_Dados fornecidos_:
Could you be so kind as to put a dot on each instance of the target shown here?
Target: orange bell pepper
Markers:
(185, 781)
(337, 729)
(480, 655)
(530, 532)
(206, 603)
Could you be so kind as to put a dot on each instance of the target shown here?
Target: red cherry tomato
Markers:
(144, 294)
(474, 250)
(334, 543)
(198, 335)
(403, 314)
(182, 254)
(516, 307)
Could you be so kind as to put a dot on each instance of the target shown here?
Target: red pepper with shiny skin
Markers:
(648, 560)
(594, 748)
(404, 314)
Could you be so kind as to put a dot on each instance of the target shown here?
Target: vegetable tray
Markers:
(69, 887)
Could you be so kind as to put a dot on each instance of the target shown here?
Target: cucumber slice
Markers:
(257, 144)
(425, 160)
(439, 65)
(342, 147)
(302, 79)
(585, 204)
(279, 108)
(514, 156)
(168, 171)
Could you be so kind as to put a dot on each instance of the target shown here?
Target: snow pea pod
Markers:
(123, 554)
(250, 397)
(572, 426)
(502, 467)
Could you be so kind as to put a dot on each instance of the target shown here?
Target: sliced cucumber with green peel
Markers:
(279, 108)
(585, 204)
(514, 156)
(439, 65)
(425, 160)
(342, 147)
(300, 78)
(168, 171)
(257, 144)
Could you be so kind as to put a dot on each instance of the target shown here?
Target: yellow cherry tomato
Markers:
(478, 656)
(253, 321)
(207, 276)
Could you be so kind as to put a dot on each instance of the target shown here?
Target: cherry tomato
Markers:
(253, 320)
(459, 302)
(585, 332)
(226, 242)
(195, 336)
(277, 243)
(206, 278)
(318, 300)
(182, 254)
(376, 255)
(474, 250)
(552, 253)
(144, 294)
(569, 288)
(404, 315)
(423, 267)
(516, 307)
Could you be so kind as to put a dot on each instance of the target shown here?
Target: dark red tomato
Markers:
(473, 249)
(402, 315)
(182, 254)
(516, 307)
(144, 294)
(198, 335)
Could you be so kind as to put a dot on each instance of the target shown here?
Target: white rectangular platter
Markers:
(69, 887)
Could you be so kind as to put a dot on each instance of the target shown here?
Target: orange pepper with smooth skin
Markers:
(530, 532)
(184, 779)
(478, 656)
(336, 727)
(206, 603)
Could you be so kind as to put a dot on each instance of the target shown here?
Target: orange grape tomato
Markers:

_O que fazer_: Filtre os dados: quais linhas contêm a palavra "with"? Copie cada uma delas por inteiro.

_Resultado da tarefa_:
Target: red pepper with shiny skin
Target: sliced cucumber with green peel
Target: orange pepper with smooth skin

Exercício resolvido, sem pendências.